→ **WHAT TO WORK ON**:
A – In the text about the Bartletts, what was the name of Marge and Bob's beagle?
B – Repeat everything from "It was always" down to "an early age." in the text about the Bartletts.
C – Check each statement against the text about the Bartletts, answering yes or no and quoting the words that decide it: (i) Sue Coleman lived in an addition built onto the back of the Bartletts' home. (ii) Marge agreed to move into assisted living. (iii) In 2001 the writer planned to fly from Florida to Rochester, New York, for a 30th high school reunion.

[DOCUMENT EXCERPT]

Year after year, my brother and me would sit in front of the Bartletts’ RCA console television set watching episodes of Rawhide at 7:30 p.m. followed by Route 66. When both of those programs were canceled, we would watch “The Wild Wild West” at 7:30 and “Hogan’s Heroes” at 8:30 p.m.

As my brother and I sat and watched television, we were always joined by Marge and Bob’s overweight beagle named Thumper. He waddled from side to side when he walked and had a distinctive yelp when somebody knocked on the door.

My mother and father would sit in the kitchen with the Bartletts during our visits and drink coffee and talk or have some of the cake that Marge would have on hand every week. They were usually joined by Marge’s widowed mother, Sue Coleman, who lived in an addition that Bob had built off the back of their home.

It was always fun, always positive, and always an enjoyable experience to visit with such uplifting people who genuinely cared about us.

While I was serving in the Air Force in Arizona in 1982, my mother called to let me know that Bob Bartlett had suffered a massive heart attack and had died at the age of 55. Not long thereafter, Jimmy Bartlett also died of heart disease at an early age.

In 2001, I was going to fly from Florida to Rochester, New York to attend my 30th high school reunion. Kenny Bartlett called and asked if I would stop and visit his mother Marge and encourage her to move into assisted living. She was in her 90s and was hard of hearing. He was worried because during a fire at a home behind her, she slept through it and didn’t hear the fire trucks.

I did visit her, and she declined to enter assisted living. She said she had lived in her home for 65 years and wasn’t going anywhere. She also offered me an ice cream cup from her freezer. Three years later, Marge flew to Texas for the wedding of her granddaughter and passed away in her sleep there.

We become the people we are because of significant influences in our lives, and I was blessed to have such wonderful friends while growing up.

[/DOCUMENT EXCERPT]
[MATERIAL SHOWN]

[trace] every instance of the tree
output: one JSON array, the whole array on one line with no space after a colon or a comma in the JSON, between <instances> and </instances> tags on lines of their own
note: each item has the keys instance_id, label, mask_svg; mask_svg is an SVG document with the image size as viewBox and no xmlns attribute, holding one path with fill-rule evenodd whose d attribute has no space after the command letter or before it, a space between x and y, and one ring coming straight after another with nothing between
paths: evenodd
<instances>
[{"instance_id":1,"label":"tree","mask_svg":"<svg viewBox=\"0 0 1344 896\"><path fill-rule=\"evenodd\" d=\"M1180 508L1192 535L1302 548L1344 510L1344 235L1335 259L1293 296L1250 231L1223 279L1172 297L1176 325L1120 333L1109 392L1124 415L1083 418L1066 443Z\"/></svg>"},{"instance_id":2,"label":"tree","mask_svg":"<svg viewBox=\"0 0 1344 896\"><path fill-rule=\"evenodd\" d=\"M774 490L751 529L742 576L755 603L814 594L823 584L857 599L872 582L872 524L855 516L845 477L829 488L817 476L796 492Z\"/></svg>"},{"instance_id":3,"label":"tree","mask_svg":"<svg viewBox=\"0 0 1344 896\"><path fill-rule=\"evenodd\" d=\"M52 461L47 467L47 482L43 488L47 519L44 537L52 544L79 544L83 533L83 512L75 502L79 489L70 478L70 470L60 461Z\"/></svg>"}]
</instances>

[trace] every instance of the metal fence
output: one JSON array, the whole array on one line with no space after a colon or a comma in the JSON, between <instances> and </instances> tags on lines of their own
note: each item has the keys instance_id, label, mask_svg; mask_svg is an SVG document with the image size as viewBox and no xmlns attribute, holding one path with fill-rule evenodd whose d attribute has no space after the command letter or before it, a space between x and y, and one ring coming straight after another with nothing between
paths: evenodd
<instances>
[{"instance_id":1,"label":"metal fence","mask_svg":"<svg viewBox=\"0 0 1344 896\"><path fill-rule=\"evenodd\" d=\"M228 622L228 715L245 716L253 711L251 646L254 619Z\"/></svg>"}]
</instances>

[/MATERIAL SHOWN]

→ **RESULTS FOR THE EXERCISE**:
A – Thumper

B –
It was always fun, always positive, and always an enjoyable experience to visit with such uplifting people who genuinely cared about us.

While I was serving in the Air Force in Arizona in 1982, my mother called to let me know that Bob Bartlett had suffered a massive heart attack and had died at the age of 55. Not long thereafter, Jimmy Bartlett also died of heart disease at an early age.

C –
(i) Yes: "who lived in an addition that Bob had built off the back of their home"
(ii) No: "she declined to enter assisted living"
(iii) Yes: "In 2001, I was going to fly from Florida to Rochester, New York to attend my 30th high school reunion."